Czech Republic makes a dash for nuclear power deal with India
The Czech Republic is "trying its best" to clinch a nuclear power agreement with India even as the bilateral trade between the two nations is poised to hit USD 3 billion in the next two years, Czech Ambassador to India Milan Hovorka said on Tuesday.
New Delhi: The Czech Republic is "trying its best" to clinch a nuclear power agreement with India even as the bilateral trade between the two nations is poised to hit USD 3 billion in the next two years, Czech Ambassador to India Milan Hovorka said on Tuesday.
Addressing a news conference at the PHD Chamber, Hovorka announced that he will meet Power Minister Piyush Goyal on Wednesday to discuss the possibilities of taking forward the nuclear power cooperation between India and the Czech Republic.
Hovorka added that the Czech Republic is trying its best to pull off a nuclear power agreement with India and looking to boost cooperation in steel, pharma and technical sectors too.
"The issue of nuclear power cooperation between Indian and the Czech Republic is being debated and deliberated upon for over two years, but somehow it's not conclusive as yet.
"Since India has also been trying to build new capacities in the nuclear sector and Czech has abundant thorium at its possession, it's imperative that India and Czech begin to cooperate on this front. A new beginning to this effect will be made when I meet the Indian Power Minister on Wednesday," he said.
According to him, the existing trade volumes of USD 1.3 billion between India and the Czech Republic need to go up to at least USD 2 billion in the next 12 months before they attain the projected target of USD 3 billion by 2017.
"It is because of this reason that the Czechs would want India to expand its existing trade basket by seeking to collaborate with India in sectors like hydro, wind, bio and other sectors.
"The Czechs can also offer India its superior technologies to enable it to reduce the CO2 emissions from large and medium size companies to help protect its environment," said the Ambassador.

List of tasks =
1. Apart from nuclear power, list every sector the Czech-India nuclear article names as an area where the Czech Republic wants to cooperate or collaborate with India.
2. Rewrite the paragraph of the Czech-India nuclear article that begins "According to him, the existing trade volumes" more briefly, keeping its main figures.
The material that follows comes from a different source than the article.

Given data =

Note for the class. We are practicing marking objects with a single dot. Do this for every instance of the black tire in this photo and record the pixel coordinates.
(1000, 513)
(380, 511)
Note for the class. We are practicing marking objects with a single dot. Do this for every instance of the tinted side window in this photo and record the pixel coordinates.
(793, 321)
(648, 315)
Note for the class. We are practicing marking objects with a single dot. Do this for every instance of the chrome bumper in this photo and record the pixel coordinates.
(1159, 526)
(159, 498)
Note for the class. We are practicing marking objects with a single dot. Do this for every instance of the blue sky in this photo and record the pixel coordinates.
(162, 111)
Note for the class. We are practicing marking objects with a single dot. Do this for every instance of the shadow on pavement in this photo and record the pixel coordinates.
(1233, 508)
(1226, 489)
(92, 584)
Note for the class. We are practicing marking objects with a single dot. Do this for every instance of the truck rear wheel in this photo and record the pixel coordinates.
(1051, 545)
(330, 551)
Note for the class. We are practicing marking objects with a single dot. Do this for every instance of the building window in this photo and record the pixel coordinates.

Responses in order =
1.
- Steel
- Pharma
- Technical
- Hydro
- Wind
- Bio

2. He said India–Czech trade must grow from USD 1.3 billion to at least USD 2 billion within 12 months to reach the USD 3 billion target by 2017.